--- Required action ---
Only lines holding the word "item" are wanted from the records; copy all of them.

Stored data entries
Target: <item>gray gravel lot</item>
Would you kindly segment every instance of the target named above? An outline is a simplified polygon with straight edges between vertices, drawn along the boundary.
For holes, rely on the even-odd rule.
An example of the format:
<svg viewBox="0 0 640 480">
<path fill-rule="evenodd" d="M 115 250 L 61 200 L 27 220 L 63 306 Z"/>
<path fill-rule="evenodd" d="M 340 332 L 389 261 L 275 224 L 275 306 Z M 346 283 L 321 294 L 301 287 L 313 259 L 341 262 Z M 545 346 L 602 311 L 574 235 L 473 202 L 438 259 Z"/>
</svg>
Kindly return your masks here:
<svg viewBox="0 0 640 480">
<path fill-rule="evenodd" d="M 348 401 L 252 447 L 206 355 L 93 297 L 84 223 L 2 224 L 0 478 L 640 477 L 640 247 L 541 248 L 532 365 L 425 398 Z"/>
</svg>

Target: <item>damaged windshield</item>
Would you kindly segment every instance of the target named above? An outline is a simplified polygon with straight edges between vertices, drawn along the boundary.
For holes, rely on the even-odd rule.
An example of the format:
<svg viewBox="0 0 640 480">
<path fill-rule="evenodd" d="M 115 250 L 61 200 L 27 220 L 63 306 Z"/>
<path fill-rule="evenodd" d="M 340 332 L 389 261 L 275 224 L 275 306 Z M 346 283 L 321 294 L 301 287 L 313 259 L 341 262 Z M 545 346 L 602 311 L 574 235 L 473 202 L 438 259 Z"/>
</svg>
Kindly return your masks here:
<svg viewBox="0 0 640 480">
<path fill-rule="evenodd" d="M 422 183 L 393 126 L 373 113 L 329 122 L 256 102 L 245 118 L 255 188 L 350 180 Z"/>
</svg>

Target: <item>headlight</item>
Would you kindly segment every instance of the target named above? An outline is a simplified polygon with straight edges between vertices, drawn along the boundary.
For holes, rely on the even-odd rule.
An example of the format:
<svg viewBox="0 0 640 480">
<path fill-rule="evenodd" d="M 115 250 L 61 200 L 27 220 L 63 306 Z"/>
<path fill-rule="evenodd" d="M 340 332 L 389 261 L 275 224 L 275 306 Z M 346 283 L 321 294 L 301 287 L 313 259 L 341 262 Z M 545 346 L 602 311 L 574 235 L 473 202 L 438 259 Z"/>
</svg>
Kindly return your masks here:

--- Result ---
Target: <item>gray gravel lot</item>
Target: <item>damaged windshield</item>
Target: <item>headlight</item>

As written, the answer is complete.